• Objective: Write out the full listing again, exactly as it stands.

Begin Provided data

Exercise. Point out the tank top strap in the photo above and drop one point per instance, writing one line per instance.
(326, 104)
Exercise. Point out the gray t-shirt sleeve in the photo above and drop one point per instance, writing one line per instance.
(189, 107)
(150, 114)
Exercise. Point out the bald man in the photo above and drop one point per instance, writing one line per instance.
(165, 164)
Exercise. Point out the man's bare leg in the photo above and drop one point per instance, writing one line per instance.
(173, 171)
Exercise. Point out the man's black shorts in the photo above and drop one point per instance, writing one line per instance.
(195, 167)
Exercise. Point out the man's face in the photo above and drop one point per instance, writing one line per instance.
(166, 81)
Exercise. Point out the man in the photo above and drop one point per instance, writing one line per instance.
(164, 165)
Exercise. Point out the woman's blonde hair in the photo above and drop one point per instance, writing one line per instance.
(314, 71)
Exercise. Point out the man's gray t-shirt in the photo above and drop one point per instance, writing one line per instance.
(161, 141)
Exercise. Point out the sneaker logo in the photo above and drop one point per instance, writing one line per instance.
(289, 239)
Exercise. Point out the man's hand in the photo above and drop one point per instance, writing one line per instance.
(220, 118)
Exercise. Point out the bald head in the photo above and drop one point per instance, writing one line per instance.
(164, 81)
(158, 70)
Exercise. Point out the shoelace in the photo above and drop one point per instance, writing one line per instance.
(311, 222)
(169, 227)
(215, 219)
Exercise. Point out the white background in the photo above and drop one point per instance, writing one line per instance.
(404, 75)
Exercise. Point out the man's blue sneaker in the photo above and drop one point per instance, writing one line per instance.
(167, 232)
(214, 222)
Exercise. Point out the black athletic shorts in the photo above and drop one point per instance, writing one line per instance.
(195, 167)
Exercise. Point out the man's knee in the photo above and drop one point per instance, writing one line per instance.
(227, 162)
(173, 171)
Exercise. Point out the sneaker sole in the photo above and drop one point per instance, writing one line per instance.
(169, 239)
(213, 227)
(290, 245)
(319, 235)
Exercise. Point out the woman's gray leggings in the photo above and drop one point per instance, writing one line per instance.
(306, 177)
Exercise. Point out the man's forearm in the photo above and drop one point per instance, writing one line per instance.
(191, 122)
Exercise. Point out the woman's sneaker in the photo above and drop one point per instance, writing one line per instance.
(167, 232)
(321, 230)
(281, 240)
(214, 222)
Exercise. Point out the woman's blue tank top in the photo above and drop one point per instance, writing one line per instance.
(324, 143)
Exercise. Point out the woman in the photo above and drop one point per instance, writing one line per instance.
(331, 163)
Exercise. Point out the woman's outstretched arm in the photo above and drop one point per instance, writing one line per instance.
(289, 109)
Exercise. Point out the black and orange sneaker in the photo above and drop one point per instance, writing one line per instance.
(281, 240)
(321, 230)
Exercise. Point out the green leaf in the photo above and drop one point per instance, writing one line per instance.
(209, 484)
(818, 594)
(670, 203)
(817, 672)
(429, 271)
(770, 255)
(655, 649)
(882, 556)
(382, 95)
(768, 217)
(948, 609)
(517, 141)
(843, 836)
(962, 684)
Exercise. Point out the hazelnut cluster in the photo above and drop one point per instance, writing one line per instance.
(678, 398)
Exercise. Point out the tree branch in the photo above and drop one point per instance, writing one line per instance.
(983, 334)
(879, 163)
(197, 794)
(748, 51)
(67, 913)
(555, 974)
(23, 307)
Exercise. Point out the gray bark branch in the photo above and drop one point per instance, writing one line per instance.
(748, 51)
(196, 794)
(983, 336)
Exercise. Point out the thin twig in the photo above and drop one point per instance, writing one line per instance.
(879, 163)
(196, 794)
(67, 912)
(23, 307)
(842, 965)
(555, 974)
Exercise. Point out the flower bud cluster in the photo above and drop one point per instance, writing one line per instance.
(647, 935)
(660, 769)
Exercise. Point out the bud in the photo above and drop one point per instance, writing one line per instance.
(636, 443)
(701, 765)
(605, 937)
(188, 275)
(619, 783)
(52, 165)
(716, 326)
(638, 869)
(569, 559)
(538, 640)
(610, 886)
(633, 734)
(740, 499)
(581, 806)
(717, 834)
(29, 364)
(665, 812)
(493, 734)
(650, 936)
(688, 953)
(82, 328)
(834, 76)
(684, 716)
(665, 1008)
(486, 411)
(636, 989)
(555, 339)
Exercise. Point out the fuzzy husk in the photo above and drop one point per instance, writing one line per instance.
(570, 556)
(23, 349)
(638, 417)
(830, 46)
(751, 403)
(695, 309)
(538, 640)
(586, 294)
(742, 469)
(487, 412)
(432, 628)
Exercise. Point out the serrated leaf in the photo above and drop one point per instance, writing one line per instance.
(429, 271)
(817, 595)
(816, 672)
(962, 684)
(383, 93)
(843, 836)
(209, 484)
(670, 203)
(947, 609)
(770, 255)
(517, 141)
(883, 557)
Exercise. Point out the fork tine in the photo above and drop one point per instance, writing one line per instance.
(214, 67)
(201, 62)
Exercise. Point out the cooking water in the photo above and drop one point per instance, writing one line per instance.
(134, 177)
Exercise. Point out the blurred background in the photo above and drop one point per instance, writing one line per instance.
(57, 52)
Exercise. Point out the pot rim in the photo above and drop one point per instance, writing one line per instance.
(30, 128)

End Provided data

• Solution to this exercise:
Exercise. Point out the tank top strap in the photo above and drop one point per instance, writing one line per instance.
(326, 104)
Exercise. Point out the gray t-shirt sleeve in the photo above and drop one point per instance, writing one line per instance.
(189, 107)
(150, 114)
Exercise. Point out the bald man in the photo above and drop one point per instance, writing one line per instance.
(165, 164)
Exercise. Point out the man's bare leg in the photo above and drop one point per instance, writing one line per instance.
(173, 171)
Exercise. Point out the man's black shorts in the photo above and drop one point per instance, writing one line per instance.
(195, 167)
Exercise. Point out the man's face in the photo above and drop one point per instance, writing one line per instance.
(166, 81)
Exercise. Point out the man in the photo above and drop one point per instance, writing one line per instance.
(164, 165)
Exercise. Point out the woman's blonde hair in the photo above and drop one point per instance, writing one line per instance.
(314, 71)
Exercise. Point out the man's gray t-shirt in the photo above and drop one point per instance, writing one line per instance.
(161, 141)
Exercise. Point out the sneaker logo in the photo above and drop one point per instance, writing one line per instance.
(289, 239)
Exercise. Point out the man's hand in the photo above and drop one point per instance, writing one line per instance.
(220, 118)
Exercise. Point out the bald head in the photo above and drop one point per instance, writing one line per instance.
(164, 81)
(158, 70)
Exercise. Point out the shoelace in the photo above and drop one point per instance, writing one line per instance.
(311, 222)
(169, 227)
(215, 219)
Exercise. Point out the white background in the photo above and drop one point per instance, writing one line per instance.
(404, 75)
Exercise. Point out the man's blue sneaker in the photo above and drop one point per instance, writing one line per instance.
(167, 232)
(214, 222)
Exercise. Point out the black athletic shorts in the photo above and drop one point per instance, writing one line per instance.
(195, 167)
Exercise. Point out the man's knee in the photo above and drop one point per instance, writing one line per instance.
(227, 162)
(173, 171)
Exercise. Point out the sneaker sole in the photo above and drop one point per instance, writing one line per instance.
(169, 239)
(213, 227)
(290, 245)
(319, 235)
Exercise. Point out the woman's gray leggings in the photo above and drop one point per instance, writing one line per instance.
(306, 177)
Exercise. Point out the man's forearm in the photo above and drop one point per instance, writing one line per instance.
(191, 122)
Exercise. Point out the woman's sneaker in the photo above and drop one point per instance, writing one line per instance.
(167, 232)
(321, 230)
(281, 240)
(214, 222)
Exercise. Point out the woman's blue tank top in the photo above and drop one point per instance, writing one line per instance.
(324, 143)
Exercise. Point out the woman in the photo above and drop one point per instance, writing one line per instance.
(331, 163)
Exercise. Point out the woman's outstretched arm in the photo above and drop one point per instance, writing one line per instance.
(289, 109)
Exercise. Point out the black and orange sneaker in the photo above and drop one point per instance, writing one line per instance.
(281, 240)
(321, 230)
Exercise. Point out the green leaf in the photo above and drop one point per instance, writing one line per instance.
(209, 484)
(818, 594)
(670, 203)
(817, 672)
(429, 271)
(770, 255)
(655, 649)
(882, 556)
(382, 95)
(768, 217)
(948, 609)
(517, 141)
(843, 836)
(962, 684)
Exercise. Point out the hazelnut cluster in the photo above and drop one point per instance, writing one line per instance.
(678, 398)
Exercise. Point out the tree branch in the photo above and drop one point per instance, writing one line per instance.
(983, 334)
(879, 163)
(197, 794)
(748, 51)
(67, 913)
(555, 974)
(23, 307)
Exercise. Point out the gray bark branch in the photo above and drop one point per instance, writing one line per instance.
(748, 51)
(196, 794)
(983, 336)
Exercise. Point out the thin twig in the photo above and drop one point per instance, writing one line per instance.
(879, 163)
(196, 794)
(67, 912)
(23, 307)
(842, 965)
(555, 974)
Exercise. Point out the flower bud cluster in the photo above and drop one point per instance, writing one line per instance.
(647, 935)
(660, 769)
Exercise. Point out the bud in the photo above and drop one point per instance, writing one line per instance.
(636, 443)
(701, 765)
(605, 937)
(188, 275)
(619, 783)
(52, 165)
(716, 326)
(638, 869)
(569, 559)
(538, 640)
(610, 886)
(633, 734)
(740, 499)
(581, 806)
(717, 834)
(29, 364)
(665, 812)
(493, 734)
(650, 936)
(688, 953)
(82, 328)
(834, 76)
(684, 716)
(665, 1008)
(486, 411)
(636, 989)
(555, 339)
Exercise. Point out the fuzzy husk in the photo above and drop one point per instance, writing one line per instance.
(570, 556)
(23, 349)
(638, 417)
(830, 46)
(751, 403)
(695, 309)
(538, 640)
(586, 294)
(742, 469)
(487, 412)
(432, 628)
Exercise. Point out the serrated leaf in the photo above and drop one point per instance, writing one line per instance.
(429, 271)
(817, 595)
(816, 672)
(962, 684)
(383, 93)
(843, 836)
(209, 484)
(670, 203)
(947, 609)
(770, 255)
(517, 141)
(883, 557)
Exercise. Point out the fork tine in the photo above and drop one point per instance, writing one line per instance.
(214, 67)
(201, 62)
Exercise. Point out the cooking water in the photo above and drop one point per instance, writing one line per instance.
(134, 177)
Exercise. Point out the blurred background in the photo above and drop one point per instance, writing one line per instance.
(57, 52)
Exercise. Point out the pot rim in the photo above and drop one point per instance, writing one line per instance.
(30, 128)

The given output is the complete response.